EXERCISE BRIEF:
Across the entries that follow, count each line holding "table" and state the total alone.

*** Opening of SUPPLIED RECORDS ***

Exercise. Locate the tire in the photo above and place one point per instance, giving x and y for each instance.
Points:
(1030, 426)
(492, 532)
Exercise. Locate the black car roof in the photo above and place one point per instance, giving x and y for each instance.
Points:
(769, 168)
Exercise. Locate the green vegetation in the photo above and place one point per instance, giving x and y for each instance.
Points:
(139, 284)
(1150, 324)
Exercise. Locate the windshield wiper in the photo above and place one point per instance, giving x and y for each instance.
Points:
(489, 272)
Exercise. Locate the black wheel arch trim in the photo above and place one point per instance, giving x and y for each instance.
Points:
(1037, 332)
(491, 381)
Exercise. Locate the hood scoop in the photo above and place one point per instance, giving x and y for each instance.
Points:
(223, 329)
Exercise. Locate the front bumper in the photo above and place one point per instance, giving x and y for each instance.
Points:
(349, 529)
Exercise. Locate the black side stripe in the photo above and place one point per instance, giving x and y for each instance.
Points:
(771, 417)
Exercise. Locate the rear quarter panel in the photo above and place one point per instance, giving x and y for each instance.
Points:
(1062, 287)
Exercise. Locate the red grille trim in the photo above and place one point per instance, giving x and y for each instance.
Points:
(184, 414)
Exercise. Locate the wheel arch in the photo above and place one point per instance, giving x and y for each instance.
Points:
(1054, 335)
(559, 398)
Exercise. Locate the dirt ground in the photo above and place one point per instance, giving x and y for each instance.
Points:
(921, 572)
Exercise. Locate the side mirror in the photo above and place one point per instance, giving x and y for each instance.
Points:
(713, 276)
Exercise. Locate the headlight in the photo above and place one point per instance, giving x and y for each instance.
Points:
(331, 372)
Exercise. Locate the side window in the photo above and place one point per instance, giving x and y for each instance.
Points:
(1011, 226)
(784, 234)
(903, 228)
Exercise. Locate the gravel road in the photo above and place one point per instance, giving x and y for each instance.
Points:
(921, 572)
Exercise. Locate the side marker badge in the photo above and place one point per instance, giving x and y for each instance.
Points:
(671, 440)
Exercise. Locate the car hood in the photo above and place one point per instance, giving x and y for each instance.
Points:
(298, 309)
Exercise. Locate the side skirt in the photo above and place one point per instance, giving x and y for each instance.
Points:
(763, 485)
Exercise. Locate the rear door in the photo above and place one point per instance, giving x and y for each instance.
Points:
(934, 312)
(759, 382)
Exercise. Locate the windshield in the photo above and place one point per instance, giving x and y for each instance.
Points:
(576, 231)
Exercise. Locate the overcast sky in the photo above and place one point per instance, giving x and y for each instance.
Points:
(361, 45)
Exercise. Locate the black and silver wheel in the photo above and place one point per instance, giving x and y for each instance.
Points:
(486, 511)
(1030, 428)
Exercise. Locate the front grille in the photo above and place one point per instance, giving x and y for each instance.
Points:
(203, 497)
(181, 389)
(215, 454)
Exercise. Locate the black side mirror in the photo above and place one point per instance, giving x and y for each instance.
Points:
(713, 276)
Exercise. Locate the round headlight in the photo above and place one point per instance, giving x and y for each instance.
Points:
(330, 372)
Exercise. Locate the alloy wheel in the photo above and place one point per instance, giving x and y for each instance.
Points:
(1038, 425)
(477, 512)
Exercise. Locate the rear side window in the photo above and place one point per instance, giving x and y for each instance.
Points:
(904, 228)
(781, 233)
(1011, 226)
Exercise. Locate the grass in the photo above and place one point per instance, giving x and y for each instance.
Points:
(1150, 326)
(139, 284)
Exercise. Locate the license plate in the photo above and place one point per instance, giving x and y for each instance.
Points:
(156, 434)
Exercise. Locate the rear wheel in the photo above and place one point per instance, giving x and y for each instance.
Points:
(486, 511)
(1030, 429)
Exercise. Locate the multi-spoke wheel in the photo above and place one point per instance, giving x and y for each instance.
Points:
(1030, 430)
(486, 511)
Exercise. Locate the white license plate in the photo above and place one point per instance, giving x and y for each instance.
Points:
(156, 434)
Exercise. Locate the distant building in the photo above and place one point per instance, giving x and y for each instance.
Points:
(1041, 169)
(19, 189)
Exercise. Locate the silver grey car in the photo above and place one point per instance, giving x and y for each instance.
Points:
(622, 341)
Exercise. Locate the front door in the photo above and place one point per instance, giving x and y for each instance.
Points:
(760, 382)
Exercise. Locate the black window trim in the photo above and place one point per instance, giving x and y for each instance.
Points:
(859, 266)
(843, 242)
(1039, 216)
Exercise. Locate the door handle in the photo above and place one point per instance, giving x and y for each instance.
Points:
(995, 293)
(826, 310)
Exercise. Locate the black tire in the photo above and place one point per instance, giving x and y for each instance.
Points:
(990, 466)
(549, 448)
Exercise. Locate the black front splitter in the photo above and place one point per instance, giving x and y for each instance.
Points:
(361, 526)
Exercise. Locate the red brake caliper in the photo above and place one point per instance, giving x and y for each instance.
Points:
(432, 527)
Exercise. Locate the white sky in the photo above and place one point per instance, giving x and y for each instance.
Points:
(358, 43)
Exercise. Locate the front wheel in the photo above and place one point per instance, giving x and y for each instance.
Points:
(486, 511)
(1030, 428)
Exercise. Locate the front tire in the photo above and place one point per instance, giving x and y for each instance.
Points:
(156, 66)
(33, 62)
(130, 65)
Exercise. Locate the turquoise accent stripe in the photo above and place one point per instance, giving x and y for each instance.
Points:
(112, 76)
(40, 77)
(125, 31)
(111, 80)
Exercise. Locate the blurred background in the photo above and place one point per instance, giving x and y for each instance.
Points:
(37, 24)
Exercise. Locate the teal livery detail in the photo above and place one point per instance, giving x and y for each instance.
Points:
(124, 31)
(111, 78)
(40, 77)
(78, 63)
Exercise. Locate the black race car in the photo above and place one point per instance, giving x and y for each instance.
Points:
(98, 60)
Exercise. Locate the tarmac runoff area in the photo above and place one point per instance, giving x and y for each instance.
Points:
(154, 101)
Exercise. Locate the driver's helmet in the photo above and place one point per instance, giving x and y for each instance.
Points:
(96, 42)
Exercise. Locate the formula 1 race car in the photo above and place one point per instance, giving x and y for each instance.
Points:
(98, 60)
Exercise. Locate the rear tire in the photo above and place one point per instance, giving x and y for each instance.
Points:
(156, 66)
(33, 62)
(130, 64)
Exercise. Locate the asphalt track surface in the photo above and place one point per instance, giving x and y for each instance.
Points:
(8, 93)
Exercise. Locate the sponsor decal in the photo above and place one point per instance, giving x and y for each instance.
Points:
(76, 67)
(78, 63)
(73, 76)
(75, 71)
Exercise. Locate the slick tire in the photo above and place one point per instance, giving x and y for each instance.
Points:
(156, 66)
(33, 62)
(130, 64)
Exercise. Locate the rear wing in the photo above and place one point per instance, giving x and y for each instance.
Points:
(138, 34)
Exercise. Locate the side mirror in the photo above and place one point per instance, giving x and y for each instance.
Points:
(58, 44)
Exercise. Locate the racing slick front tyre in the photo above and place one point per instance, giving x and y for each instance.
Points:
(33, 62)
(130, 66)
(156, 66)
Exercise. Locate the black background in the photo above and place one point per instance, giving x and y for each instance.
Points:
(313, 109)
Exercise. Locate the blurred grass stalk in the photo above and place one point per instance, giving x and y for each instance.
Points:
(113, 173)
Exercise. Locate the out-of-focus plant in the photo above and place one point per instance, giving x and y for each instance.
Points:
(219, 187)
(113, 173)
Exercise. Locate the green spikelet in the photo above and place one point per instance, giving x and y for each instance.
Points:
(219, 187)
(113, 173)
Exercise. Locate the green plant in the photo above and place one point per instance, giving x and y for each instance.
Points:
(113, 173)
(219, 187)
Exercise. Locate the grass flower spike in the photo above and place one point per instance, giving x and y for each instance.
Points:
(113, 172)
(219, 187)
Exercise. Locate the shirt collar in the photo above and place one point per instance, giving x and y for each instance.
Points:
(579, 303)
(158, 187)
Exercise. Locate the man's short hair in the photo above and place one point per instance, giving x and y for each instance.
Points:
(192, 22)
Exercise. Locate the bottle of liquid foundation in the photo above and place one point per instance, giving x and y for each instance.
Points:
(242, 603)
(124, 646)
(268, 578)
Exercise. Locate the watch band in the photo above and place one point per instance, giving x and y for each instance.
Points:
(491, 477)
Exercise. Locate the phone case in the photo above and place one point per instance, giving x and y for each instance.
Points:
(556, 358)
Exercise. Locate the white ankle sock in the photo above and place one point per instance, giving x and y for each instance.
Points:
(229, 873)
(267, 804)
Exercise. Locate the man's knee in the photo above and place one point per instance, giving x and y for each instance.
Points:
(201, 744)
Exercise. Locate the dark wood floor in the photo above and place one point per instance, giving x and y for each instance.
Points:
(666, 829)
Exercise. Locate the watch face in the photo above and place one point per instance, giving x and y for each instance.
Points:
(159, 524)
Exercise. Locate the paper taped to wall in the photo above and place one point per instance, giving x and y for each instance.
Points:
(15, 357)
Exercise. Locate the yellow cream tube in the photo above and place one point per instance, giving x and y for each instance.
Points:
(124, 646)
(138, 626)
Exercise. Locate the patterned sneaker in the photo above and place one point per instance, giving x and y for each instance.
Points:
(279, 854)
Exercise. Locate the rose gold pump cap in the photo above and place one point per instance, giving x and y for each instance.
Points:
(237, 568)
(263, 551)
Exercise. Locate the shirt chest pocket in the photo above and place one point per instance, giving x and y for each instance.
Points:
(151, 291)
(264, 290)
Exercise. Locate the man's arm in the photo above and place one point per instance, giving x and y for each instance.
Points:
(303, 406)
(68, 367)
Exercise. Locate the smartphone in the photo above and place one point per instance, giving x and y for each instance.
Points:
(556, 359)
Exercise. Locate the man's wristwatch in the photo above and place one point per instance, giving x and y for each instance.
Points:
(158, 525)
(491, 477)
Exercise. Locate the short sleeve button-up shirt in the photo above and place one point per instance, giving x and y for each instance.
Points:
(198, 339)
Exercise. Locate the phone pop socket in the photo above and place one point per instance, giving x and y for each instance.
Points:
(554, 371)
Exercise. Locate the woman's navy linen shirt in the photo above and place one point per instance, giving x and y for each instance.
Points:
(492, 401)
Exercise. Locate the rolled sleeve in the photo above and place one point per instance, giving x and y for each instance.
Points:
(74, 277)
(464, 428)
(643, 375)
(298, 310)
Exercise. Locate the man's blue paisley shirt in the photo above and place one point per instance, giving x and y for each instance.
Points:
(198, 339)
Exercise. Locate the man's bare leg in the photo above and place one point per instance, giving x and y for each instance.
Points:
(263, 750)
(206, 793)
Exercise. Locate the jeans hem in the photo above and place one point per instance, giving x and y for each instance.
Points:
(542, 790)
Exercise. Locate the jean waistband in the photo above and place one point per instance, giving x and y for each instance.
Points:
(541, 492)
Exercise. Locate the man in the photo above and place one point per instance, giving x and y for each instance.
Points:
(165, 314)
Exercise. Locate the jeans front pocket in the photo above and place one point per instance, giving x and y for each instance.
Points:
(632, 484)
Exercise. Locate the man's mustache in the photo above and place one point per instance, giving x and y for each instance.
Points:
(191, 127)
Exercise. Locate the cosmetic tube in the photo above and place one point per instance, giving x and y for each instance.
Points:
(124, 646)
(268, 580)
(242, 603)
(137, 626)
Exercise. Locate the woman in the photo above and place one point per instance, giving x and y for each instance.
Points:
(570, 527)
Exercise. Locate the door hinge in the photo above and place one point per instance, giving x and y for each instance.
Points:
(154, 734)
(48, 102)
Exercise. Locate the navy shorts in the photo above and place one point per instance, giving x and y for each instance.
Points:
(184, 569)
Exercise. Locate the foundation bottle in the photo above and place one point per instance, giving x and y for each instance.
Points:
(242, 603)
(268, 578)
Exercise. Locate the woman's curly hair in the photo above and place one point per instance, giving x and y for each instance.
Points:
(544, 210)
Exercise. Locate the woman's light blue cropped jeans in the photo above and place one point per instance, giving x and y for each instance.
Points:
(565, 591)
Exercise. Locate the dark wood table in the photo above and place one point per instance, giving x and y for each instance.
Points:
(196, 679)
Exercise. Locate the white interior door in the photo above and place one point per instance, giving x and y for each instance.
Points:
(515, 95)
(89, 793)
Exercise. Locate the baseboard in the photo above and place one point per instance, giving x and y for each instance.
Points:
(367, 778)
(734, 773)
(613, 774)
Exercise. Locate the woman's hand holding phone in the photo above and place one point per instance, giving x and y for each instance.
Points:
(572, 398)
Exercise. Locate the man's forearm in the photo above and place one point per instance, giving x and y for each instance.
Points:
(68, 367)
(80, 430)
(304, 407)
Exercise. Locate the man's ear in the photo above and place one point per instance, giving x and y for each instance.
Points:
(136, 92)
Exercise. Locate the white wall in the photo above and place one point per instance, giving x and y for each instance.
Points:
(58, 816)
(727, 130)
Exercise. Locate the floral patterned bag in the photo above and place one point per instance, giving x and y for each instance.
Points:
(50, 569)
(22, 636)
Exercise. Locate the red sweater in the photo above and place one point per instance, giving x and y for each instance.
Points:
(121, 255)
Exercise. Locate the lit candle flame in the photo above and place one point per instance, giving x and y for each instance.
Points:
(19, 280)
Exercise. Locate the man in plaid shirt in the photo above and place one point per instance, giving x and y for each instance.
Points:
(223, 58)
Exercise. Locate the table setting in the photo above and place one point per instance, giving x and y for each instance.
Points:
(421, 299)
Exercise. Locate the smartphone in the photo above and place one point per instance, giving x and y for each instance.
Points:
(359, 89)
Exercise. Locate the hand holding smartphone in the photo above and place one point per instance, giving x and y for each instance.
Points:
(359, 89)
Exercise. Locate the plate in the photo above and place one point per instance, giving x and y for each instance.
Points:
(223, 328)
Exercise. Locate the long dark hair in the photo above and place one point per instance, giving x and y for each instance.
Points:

*** Close of SUPPLIED RECORDS ***

ANSWER AREA:
2